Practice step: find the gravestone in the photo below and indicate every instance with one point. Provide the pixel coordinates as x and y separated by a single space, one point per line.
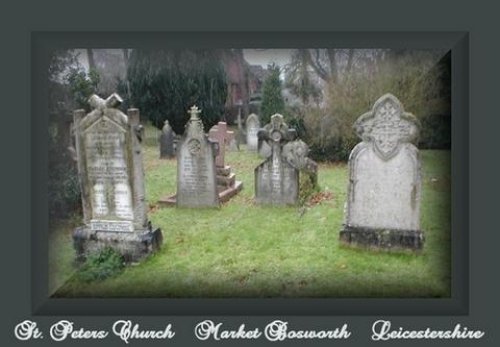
226 180
167 146
196 174
383 206
252 128
295 153
276 181
111 175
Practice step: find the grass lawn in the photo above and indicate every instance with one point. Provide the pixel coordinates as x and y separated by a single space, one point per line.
245 250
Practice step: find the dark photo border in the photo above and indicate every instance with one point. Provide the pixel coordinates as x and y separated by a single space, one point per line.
475 165
43 43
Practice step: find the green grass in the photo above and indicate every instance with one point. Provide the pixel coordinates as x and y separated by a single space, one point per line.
246 250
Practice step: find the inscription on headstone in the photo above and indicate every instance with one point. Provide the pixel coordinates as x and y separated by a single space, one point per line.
383 207
167 149
111 179
196 178
252 128
276 181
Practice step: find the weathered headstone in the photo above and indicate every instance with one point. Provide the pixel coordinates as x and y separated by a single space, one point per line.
167 149
218 133
196 175
252 128
111 177
383 207
226 180
295 153
276 181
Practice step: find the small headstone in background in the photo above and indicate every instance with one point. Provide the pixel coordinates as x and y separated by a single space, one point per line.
295 153
383 206
167 149
276 181
111 176
196 175
226 180
252 128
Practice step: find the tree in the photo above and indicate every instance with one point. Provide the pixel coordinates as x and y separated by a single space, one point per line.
164 84
272 100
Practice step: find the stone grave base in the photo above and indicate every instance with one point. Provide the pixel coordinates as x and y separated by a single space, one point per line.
132 245
382 238
225 193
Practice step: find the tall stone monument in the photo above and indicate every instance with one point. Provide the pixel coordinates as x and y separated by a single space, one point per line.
111 178
276 181
227 186
196 175
383 206
252 128
167 149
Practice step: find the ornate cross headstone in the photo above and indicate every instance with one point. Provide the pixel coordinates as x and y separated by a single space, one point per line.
167 136
226 180
196 178
252 128
276 181
220 134
383 207
112 181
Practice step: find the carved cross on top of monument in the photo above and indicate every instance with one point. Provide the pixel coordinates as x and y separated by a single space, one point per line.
220 134
194 111
387 126
277 131
194 126
113 101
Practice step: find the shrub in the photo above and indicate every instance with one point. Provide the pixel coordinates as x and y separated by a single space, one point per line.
164 84
272 100
101 265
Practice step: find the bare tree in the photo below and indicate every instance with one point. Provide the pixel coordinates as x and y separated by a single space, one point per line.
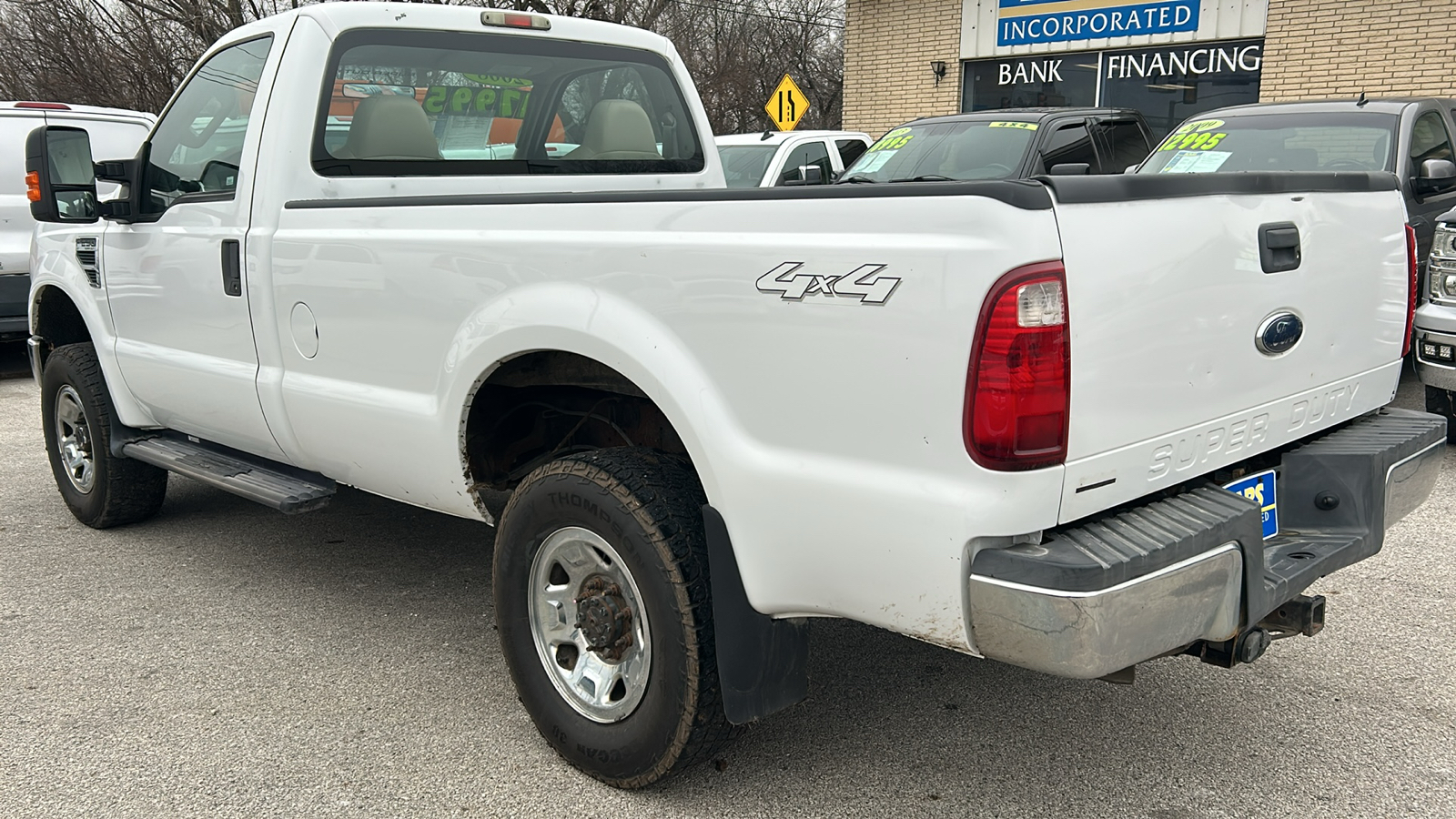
135 53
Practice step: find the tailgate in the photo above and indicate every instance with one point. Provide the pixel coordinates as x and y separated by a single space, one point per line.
1168 298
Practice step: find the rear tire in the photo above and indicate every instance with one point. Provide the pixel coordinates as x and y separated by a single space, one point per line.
99 489
1443 402
623 683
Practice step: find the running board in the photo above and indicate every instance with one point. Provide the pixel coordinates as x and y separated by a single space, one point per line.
281 487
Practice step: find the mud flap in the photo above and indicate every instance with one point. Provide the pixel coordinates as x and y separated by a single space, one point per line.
762 662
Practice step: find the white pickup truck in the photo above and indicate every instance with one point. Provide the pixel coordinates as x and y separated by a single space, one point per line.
999 417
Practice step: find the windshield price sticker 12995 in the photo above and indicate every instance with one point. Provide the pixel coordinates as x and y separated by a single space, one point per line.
895 140
1194 136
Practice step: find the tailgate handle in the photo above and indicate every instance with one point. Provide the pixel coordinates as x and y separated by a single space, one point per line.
1279 247
232 268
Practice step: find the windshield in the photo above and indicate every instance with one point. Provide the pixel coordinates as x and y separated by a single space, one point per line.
945 150
1279 142
744 165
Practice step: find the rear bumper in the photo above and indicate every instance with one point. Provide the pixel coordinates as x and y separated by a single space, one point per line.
1152 581
15 296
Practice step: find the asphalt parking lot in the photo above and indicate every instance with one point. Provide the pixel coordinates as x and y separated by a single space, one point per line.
226 661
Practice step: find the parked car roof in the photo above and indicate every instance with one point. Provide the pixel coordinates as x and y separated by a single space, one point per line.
1383 106
1026 114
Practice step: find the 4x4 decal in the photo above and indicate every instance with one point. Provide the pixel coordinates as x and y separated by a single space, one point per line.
863 283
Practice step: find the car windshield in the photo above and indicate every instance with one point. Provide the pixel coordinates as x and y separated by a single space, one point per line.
944 152
744 165
1278 142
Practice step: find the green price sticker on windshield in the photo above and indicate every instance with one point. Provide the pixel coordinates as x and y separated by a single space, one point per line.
1193 140
895 140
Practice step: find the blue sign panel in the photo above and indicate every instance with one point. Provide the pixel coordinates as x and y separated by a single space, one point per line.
1023 22
1259 489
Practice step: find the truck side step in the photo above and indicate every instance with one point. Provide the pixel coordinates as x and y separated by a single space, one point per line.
283 487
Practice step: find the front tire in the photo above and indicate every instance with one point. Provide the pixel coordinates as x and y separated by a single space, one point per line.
99 489
603 611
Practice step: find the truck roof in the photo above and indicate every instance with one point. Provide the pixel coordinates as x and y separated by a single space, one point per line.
1383 106
1028 114
38 108
335 18
779 137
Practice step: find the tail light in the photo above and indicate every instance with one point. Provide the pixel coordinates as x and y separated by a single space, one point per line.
1019 382
1411 293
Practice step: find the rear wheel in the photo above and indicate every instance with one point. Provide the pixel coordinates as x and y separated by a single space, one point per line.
604 614
99 489
1443 402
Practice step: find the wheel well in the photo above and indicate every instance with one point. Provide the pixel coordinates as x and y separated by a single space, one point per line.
542 405
58 321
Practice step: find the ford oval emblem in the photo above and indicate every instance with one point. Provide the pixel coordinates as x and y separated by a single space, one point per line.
1279 334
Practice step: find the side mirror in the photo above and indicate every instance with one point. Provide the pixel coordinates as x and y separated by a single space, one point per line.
60 177
1436 175
1070 169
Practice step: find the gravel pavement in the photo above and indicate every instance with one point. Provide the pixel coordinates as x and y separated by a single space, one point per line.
226 661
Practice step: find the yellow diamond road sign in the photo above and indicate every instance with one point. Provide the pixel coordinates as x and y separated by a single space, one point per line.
788 106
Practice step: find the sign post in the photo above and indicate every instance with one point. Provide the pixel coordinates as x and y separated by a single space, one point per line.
786 106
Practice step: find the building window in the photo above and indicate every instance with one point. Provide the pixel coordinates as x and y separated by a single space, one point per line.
1030 82
1169 85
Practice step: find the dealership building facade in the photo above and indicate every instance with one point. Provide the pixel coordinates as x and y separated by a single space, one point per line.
1168 58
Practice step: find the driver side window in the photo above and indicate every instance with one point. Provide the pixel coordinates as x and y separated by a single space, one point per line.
198 143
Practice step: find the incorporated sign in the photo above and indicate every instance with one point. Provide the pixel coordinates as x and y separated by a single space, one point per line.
1023 22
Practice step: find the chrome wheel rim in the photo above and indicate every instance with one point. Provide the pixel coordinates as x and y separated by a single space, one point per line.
589 625
73 439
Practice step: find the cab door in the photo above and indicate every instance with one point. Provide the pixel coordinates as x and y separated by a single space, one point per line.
177 274
1429 138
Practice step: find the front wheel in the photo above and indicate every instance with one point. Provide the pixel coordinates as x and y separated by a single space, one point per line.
99 489
603 610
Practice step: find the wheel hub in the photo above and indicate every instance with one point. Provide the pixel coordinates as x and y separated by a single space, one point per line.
590 629
604 617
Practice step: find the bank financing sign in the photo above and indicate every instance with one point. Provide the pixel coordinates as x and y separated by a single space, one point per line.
1023 22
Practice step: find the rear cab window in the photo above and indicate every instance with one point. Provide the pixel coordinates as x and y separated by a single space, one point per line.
1127 143
1279 142
400 104
982 149
1429 140
1070 143
810 153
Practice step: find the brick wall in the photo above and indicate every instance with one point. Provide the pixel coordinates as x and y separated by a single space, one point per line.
1337 48
888 47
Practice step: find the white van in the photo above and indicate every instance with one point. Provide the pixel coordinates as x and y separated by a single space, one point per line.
114 133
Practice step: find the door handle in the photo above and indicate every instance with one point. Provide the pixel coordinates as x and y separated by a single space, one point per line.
1279 247
232 267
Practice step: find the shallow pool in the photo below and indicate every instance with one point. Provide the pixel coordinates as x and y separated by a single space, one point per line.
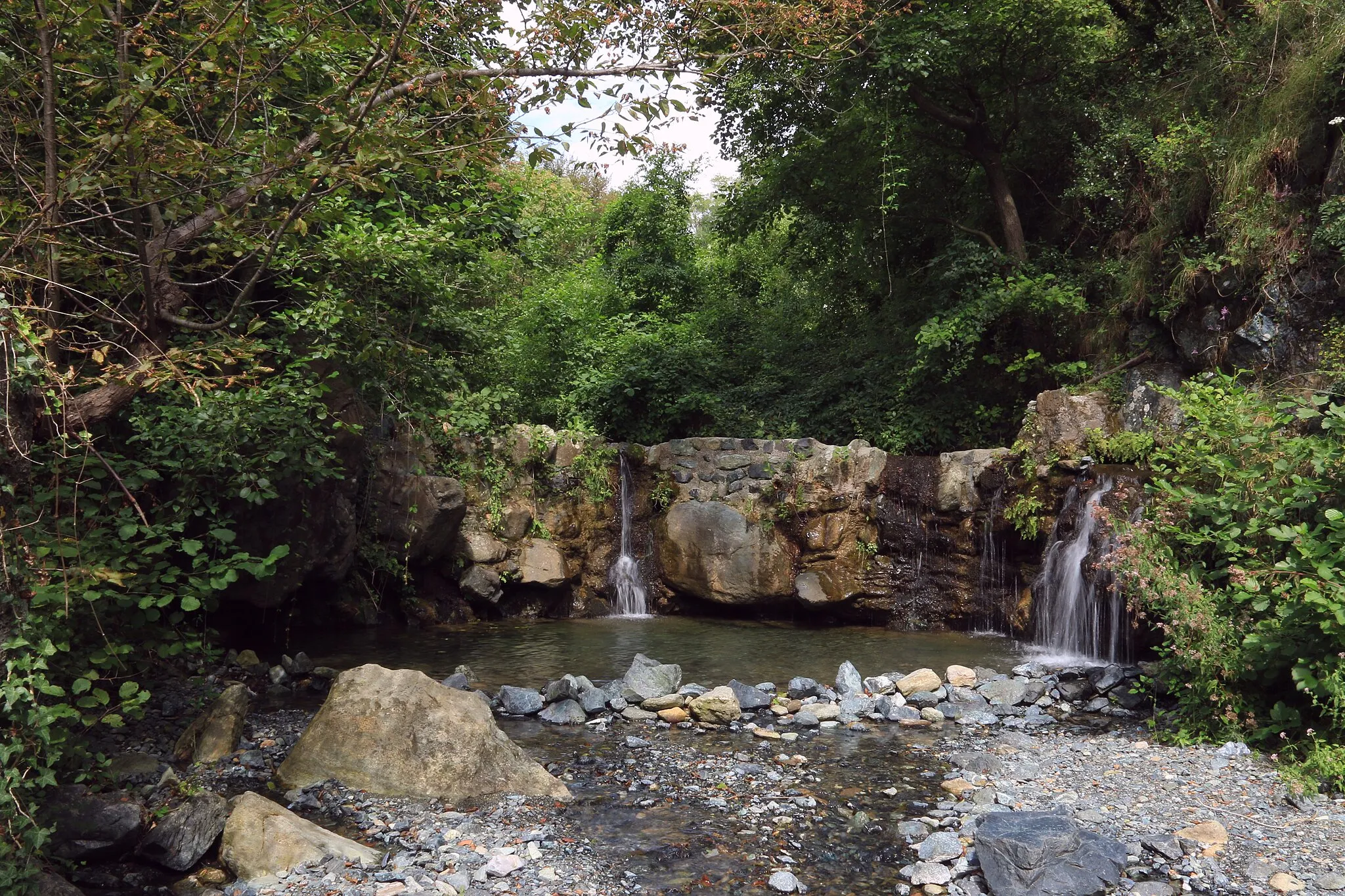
709 651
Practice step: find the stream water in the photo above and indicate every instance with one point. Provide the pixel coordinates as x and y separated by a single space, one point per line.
709 651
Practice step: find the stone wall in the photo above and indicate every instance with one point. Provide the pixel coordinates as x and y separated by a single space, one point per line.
751 527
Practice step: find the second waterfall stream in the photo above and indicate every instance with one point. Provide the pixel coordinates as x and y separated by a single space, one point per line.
628 594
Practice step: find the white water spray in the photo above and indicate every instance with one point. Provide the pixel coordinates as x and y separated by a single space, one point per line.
1078 614
628 595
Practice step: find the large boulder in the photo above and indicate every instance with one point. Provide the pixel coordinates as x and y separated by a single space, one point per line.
482 547
959 472
649 679
1059 423
541 563
185 834
417 513
91 826
717 707
400 734
1038 853
215 734
711 551
263 839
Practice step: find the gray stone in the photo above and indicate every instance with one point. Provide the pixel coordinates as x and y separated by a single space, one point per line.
978 762
564 688
802 688
1046 855
91 826
1106 677
564 712
912 829
519 702
749 698
930 874
1075 689
649 679
1152 888
482 585
709 550
849 679
185 834
940 848
592 700
541 563
1005 692
1164 845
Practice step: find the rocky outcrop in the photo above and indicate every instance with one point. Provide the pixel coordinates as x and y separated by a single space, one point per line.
183 836
263 839
89 826
1033 853
709 550
215 733
399 733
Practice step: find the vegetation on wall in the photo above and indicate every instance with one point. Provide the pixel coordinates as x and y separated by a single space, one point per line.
219 222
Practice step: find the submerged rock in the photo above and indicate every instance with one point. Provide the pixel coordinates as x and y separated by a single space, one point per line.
748 696
263 839
564 712
399 733
717 707
649 679
185 834
91 826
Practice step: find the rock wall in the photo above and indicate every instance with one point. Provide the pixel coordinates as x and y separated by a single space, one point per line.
749 527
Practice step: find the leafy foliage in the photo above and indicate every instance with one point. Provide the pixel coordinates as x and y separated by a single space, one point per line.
1239 561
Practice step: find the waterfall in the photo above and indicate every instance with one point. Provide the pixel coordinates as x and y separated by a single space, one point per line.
628 595
990 576
1076 613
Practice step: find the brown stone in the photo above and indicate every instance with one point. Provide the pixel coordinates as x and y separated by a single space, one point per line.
400 734
215 734
1207 833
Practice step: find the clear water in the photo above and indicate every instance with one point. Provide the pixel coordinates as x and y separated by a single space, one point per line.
709 651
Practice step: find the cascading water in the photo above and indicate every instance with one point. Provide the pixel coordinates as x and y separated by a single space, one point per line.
628 594
1078 612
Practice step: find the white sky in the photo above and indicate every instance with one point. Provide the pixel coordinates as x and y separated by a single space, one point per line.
680 131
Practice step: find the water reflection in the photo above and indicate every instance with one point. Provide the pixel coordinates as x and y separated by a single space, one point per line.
709 651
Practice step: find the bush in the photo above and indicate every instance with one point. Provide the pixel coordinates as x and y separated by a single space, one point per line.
1239 561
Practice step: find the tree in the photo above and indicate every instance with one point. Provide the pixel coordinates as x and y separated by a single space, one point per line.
990 69
170 151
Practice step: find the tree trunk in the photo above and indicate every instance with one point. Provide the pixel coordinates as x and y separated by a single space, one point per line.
51 175
998 184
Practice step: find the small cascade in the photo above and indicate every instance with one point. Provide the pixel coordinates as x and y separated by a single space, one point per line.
990 576
628 594
1076 610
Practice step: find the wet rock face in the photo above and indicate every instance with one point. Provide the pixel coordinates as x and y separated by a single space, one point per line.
399 733
711 551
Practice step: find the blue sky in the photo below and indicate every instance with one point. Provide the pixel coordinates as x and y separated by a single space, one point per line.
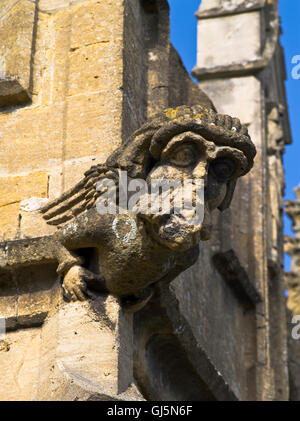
184 38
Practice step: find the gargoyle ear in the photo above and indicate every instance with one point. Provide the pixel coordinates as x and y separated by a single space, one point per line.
229 195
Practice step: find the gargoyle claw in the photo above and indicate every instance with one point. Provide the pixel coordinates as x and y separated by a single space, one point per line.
75 283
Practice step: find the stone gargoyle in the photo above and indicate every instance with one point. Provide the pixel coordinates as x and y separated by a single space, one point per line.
137 249
185 142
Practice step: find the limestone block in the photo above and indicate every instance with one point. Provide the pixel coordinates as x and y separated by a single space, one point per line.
15 189
96 22
95 126
8 300
12 191
213 7
240 33
86 353
53 5
241 98
74 169
9 220
19 365
16 37
34 294
37 138
91 69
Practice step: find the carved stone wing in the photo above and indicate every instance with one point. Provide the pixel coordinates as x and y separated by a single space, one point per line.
79 198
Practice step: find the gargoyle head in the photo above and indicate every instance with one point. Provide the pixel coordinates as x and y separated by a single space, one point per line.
192 143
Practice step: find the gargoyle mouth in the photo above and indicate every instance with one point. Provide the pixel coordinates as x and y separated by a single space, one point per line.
175 231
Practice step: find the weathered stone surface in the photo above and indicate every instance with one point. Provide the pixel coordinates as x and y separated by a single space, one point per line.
16 38
241 33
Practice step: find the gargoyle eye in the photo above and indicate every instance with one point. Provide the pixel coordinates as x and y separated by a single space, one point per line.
222 168
184 156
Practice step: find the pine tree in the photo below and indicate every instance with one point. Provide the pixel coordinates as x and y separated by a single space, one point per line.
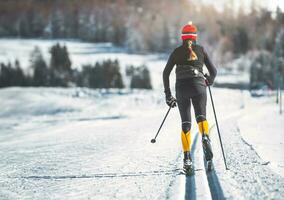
60 66
41 71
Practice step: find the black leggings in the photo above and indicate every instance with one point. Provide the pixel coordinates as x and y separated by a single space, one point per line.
184 104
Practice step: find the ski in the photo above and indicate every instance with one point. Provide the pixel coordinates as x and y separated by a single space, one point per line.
209 165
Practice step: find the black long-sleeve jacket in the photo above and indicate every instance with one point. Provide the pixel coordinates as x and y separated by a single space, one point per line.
186 69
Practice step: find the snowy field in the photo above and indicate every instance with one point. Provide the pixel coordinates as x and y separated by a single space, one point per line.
79 143
81 53
88 144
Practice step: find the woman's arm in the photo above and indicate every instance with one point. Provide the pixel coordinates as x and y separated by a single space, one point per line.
211 68
166 74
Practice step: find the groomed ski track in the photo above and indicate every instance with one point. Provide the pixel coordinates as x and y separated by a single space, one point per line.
108 155
203 184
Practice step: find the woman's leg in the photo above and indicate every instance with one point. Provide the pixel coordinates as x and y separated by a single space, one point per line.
199 103
184 105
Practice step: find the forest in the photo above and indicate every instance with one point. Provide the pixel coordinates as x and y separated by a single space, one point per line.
154 26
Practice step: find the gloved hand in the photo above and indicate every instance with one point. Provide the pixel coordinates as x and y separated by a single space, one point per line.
170 100
208 80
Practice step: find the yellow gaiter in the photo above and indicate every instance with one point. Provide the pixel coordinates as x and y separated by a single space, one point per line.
203 127
185 139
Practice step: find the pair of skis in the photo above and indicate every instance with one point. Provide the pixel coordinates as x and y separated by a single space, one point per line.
189 171
208 156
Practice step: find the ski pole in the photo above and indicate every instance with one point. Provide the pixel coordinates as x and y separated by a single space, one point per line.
220 139
154 139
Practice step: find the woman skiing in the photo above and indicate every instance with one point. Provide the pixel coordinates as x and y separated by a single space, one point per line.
189 59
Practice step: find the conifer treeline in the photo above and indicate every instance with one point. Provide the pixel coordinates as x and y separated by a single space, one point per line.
142 25
58 73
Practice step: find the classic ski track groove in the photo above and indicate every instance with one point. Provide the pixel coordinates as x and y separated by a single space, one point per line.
190 192
213 182
215 188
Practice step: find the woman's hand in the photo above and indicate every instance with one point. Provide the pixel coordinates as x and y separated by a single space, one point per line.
171 101
208 80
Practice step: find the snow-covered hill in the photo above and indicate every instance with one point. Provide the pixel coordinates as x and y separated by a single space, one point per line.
87 144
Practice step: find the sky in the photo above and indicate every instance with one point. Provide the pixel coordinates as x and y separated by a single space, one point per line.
270 4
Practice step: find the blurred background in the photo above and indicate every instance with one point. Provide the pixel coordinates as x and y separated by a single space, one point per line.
81 96
49 43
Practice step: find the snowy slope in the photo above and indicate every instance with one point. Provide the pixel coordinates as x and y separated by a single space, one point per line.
88 144
81 53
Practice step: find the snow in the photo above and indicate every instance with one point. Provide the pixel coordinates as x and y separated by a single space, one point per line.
57 143
79 143
263 128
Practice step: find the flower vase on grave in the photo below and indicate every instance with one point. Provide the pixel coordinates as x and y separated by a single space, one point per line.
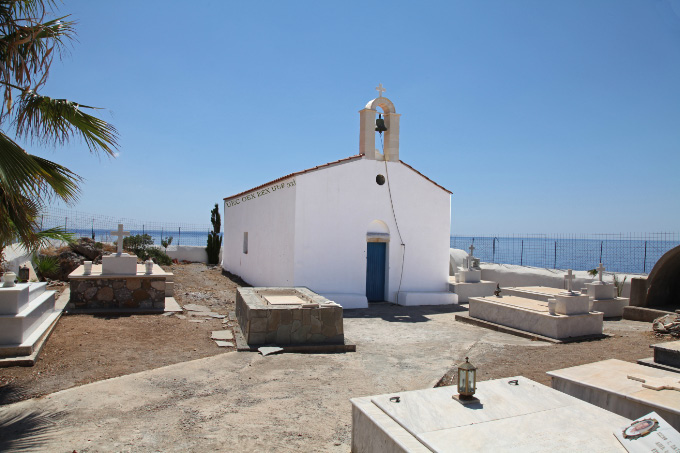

■ ■ ■ ■

» EXERCISE: With all pictures excluded, output exactly the lines from the one containing "Practice step: find the woman's hand" through the final line of the entries, inclusive.

» TASK ANSWER:
Practice step: find the woman's hand in the photo above and indicate every instance with one point. Provide the pixel coordinates as x and y separated by a single space, one point per line.
171 101
208 80
Practice step: find the snow-covered hill in the photo above and indicate every instance with one point. Provide the pixel coordinates as x and y separated by a single space, one point per line.
87 144
Practice step: find the sky in the photo above and indicate every instance with one point. Provide the pixel coordinates as x and y separated by a single space, one point per line.
270 4
Practice step: find the blurred background in the photo above and indicate every instance with one point. Provide the pixel coordinates as x and y separated by a single space, one point per line.
81 96
49 43
Practice step: find the snowy slope in the photo above and indicate every instance with one point. Provide the pixel coordinates as x and y separated by a single space, one point per line.
88 144
81 53
Practice step: find the snow in the photo above and indicate every instance with one point. Provide the pixel coordinates as x and y separated by a single space, one point per line.
57 143
79 143
263 128
Practice step: find the flower vase on grave in the photo below and indicate every instance with one point. Provide the pixel coordinates as x and y separated by a single space, one point per line.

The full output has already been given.